» WHAT TO PRODUCE
Each entry is to be transcribed exactly, with nothing added or dropped.

» PROVIDED RECORDS
**********

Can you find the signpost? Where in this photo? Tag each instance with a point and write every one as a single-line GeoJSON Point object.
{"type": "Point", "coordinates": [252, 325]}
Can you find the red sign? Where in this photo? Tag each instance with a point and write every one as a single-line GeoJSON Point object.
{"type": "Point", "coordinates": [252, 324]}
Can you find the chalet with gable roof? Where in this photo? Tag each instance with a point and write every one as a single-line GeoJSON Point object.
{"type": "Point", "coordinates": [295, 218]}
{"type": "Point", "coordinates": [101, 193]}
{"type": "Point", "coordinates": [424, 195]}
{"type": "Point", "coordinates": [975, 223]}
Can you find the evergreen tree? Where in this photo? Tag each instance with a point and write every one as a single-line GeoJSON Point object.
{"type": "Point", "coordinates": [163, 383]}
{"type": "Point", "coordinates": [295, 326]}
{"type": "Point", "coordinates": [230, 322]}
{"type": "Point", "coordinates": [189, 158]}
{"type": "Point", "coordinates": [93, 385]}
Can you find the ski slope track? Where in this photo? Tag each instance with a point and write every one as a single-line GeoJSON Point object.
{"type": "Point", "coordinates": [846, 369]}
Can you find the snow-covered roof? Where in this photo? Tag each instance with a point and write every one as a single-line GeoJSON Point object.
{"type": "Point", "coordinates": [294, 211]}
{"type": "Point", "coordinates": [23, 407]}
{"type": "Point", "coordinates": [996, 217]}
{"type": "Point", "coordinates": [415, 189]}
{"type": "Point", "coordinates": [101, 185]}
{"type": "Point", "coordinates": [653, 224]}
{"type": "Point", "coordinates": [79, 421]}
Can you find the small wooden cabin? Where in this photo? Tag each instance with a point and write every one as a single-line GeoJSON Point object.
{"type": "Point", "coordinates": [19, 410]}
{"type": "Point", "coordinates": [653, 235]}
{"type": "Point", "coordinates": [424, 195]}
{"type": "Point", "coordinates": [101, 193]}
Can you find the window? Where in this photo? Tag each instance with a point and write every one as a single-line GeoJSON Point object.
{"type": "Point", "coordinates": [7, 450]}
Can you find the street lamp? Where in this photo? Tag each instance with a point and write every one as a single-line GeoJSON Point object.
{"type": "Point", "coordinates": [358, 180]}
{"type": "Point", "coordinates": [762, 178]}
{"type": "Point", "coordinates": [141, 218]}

**********

» EXPECTED ANSWER
Can you find the signpost? Where in this photo? Tag each instance with a point and write every one as a single-line GeoJSON Point object.
{"type": "Point", "coordinates": [252, 325]}
Can you find the red sign? Where in this photo? Tag each instance with a point and write every one as a single-line GeoJSON Point object.
{"type": "Point", "coordinates": [252, 324]}
Can you find the chalet with gable roof? Where in this photo? Tag each instance with a point and write every one as a single-line GeoJSON Point object.
{"type": "Point", "coordinates": [295, 218]}
{"type": "Point", "coordinates": [101, 193]}
{"type": "Point", "coordinates": [424, 195]}
{"type": "Point", "coordinates": [975, 223]}
Can you find the evergreen tree? Where in this photo? Tag each instance with a point and write every one as a single-line GeoJSON Point object.
{"type": "Point", "coordinates": [163, 383]}
{"type": "Point", "coordinates": [295, 326]}
{"type": "Point", "coordinates": [230, 322]}
{"type": "Point", "coordinates": [189, 158]}
{"type": "Point", "coordinates": [93, 385]}
Can you find the ski slope track? Where in this photo? Tag each instance with a point and write every one as a single-line GeoJSON Point object.
{"type": "Point", "coordinates": [846, 369]}
Can you find the snow-covered roof? Where in this photo? Tag each instance with a point and write every one as a single-line GeoJSON Point object.
{"type": "Point", "coordinates": [294, 211]}
{"type": "Point", "coordinates": [23, 407]}
{"type": "Point", "coordinates": [996, 217]}
{"type": "Point", "coordinates": [415, 189]}
{"type": "Point", "coordinates": [101, 185]}
{"type": "Point", "coordinates": [653, 224]}
{"type": "Point", "coordinates": [79, 421]}
Can you find the small wooden cabin? Where in this photo? Tag each instance with a point and write every one as a single-line GeoJSON Point object.
{"type": "Point", "coordinates": [19, 410]}
{"type": "Point", "coordinates": [653, 235]}
{"type": "Point", "coordinates": [424, 195]}
{"type": "Point", "coordinates": [101, 193]}
Can you find the window? Where in this photo? Tag each instance with a point and write every one as a single-line GeoJSON Point object.
{"type": "Point", "coordinates": [7, 450]}
Can you find the street lamp? Where in this photo? Tag each instance with a point and write every one as a single-line GeoJSON Point object.
{"type": "Point", "coordinates": [358, 180]}
{"type": "Point", "coordinates": [762, 178]}
{"type": "Point", "coordinates": [141, 218]}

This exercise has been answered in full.